PROBLEMS AND TASKS:
[1] Answer these about the matrix path-sum question:
(a) What function does the website's algorithm use to update values in the matrix?
(b) Which path gives the best sum in the sample array, and what is that sum?
(c) With h = 0, what is the best path and its total?
[2] Write the next part of the matrix path-sum question, picking up after its last sentence.

I am learning to tackle a similar type of dynamic programming problem to find a maximum path sum in a matrix.
I have based my learning on this algorithm on the website below.
Source: Maximum path sum in matrix
The problem I am trying to solve is a little bit different from the one on the website.
The algorithm from the website makes use of max() to update values in the matrix to find max values to create a max path.
For example, given an array:
sample = [[110, 111, 108, 1],
[9, 8, 7, 2],
[4, 5, 10, 300],
[1, 2, 3, 4]]
The best sum path is 111 + 7 + 300 + 4 = 422
In the example above, the algorithm finds the first path by finding what is the max value of the first row of the matrix.
My question is, what if have to specify the starting point of the algorithm. The value h is given as the first element to start.
For example, given the sample array above, if h = 0, we need to start at sample[0][h], therefore the best path would be
110 (Our staring point) + 8 + 10 + 4 = 132
As you can see, the path can only travel downwards or adjacent, therefore if we start at h = 0, there will be values that we cannot reach some values such as 300.

RECORDED DATA:
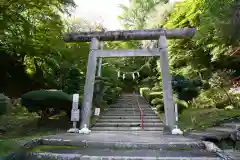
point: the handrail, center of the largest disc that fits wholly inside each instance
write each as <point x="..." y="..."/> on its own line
<point x="141" y="111"/>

EXPECTED RESULTS:
[1]
(a) max()
(b) 111 + 7 + 300 + 4, for a sum of 422
(c) 110 + 8 + 10 + 4, for a total of 132

[2]
Here is my messy attempt of solving this within the O(N*D) complexity,
# Find max path given h as a starting point
def find_max_path_w_start(mat, h):
res = mat[0][0]
M = len(mat[0])
N = len((mat))
for i in range(1, N):
res = 0
for j in range(M):
# Compute the ajacent sum of the ajacent values from h
if i == 1:
# If h is starting area, then compute the sum, find the max
if j == h:
# All possible
if (h > 0 and h < M - 1):
mat[1][h + 1] += mat[0][h]
mat[1][h] += mat[0][h]
mat[1][h - 1] += mat[0][h]
print(mat)
# Diagona Right not possible
elif (h > 0):
mat[1][h] += mat[0][h]
mat[1][h - 1] += mat[0][h]
# Diagonal left not possible
elif (h < M - 1):
mat[1][h] += mat[0][h]
mat[1][h + 1] += mat[0][h]
# Ignore value that has been filled.
elif j == h + 1 or j == h - 1 :
pass
# Other elements that cannot reach, make it -1
elif j > h + 1 or j < h - 1:
mat[i][j] = -1
else:
# Other elements that cannot reach, make it -1
if j > h + 1 or j < h - 1:
mat[i][j] = -1
else:
# When all paths are possible
if (j > 0 and j < M - 1):
mat[i][j] += max(mat[i - 1][j],
max(mat[i - 1][j - 1],
mat[i - 1][j + 1]))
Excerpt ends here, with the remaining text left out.